# WHAT YOU NEED TO DO:
Whenever a line in the entries includes the word "tree", copy that line out.

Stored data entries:
════

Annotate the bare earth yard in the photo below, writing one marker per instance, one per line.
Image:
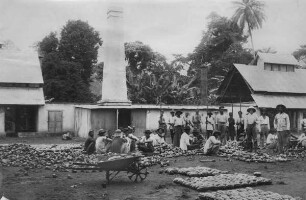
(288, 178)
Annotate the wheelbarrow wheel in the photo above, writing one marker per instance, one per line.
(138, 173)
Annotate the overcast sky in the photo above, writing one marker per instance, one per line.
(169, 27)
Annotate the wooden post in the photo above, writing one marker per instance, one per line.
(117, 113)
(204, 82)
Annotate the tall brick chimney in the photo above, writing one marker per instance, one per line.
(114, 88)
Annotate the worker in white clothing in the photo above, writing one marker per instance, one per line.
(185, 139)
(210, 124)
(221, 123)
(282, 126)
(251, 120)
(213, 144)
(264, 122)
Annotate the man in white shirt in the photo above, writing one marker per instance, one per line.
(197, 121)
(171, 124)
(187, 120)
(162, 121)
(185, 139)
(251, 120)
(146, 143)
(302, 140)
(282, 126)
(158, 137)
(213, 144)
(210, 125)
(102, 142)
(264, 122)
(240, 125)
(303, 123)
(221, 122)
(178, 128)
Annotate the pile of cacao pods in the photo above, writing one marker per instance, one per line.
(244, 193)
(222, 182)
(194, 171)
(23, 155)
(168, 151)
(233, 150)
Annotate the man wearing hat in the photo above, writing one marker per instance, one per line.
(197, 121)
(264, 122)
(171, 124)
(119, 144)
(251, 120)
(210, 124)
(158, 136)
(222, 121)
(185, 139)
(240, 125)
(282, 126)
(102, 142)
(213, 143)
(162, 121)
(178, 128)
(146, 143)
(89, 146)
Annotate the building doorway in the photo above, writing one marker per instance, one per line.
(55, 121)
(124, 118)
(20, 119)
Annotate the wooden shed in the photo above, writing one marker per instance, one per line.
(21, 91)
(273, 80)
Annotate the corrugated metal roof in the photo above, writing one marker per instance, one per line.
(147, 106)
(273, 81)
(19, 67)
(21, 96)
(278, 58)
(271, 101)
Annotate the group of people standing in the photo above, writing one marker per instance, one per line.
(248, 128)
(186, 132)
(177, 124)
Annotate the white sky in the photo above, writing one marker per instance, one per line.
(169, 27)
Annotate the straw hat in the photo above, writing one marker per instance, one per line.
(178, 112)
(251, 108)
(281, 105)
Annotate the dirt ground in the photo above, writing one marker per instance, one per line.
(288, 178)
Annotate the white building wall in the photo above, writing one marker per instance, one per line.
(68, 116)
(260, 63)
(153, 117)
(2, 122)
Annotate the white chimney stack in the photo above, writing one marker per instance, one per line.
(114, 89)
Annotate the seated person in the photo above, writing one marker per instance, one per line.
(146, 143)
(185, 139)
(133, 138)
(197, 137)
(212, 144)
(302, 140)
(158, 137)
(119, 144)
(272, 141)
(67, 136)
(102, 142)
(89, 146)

════

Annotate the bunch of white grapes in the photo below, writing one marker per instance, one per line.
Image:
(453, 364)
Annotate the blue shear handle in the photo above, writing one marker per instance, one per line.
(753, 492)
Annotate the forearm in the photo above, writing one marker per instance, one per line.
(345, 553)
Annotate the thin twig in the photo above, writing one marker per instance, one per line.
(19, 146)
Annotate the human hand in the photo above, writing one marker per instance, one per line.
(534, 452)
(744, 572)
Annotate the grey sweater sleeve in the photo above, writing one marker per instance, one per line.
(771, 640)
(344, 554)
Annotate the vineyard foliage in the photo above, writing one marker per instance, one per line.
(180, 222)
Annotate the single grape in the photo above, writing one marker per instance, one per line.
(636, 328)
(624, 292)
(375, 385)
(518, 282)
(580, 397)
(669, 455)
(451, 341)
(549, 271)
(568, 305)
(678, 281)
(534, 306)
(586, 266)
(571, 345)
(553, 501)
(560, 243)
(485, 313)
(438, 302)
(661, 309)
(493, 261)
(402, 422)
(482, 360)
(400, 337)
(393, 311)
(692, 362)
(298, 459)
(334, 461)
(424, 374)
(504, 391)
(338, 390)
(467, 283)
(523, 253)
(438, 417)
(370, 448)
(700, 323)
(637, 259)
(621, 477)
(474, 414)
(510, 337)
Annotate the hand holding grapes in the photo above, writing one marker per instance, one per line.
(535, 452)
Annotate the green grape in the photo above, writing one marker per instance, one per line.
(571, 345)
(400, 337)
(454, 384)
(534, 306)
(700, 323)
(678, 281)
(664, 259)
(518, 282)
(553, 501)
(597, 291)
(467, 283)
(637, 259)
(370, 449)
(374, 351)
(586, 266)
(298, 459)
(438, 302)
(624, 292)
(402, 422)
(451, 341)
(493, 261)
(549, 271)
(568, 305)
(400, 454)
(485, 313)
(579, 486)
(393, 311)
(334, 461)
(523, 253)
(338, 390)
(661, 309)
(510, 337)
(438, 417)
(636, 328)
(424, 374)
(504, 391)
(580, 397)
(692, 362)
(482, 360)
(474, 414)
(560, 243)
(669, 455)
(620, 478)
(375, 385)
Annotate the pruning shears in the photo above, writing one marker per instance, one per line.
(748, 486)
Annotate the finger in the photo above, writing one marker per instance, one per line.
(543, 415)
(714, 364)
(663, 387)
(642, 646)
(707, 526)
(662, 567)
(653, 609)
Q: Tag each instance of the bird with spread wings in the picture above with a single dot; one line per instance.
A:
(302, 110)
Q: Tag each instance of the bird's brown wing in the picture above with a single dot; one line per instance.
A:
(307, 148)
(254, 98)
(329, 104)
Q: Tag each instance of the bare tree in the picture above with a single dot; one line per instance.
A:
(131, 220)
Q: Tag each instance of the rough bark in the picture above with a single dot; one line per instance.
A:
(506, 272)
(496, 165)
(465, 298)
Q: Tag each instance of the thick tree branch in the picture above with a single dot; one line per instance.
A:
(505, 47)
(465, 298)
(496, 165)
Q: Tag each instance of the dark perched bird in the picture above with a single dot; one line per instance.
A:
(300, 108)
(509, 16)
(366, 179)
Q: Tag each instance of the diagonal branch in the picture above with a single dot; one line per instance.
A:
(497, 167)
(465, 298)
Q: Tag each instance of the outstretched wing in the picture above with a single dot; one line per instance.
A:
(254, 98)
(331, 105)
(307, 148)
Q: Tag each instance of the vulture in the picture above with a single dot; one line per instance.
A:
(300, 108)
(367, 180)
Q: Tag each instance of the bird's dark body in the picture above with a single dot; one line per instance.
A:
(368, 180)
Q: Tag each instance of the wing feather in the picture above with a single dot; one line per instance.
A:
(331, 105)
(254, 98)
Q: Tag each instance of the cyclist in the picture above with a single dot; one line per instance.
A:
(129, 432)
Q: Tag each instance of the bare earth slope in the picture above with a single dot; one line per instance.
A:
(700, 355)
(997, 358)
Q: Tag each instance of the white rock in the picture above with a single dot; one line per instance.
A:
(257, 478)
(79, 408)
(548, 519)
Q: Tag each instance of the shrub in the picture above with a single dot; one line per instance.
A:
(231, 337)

════

# SOLUTION:
Q: Tag each instance of the bare tree in the picture above with a single dot; one line per instance.
Q: Tag each instance of the thick tree branch in the picture above with a single dot; one line per instance.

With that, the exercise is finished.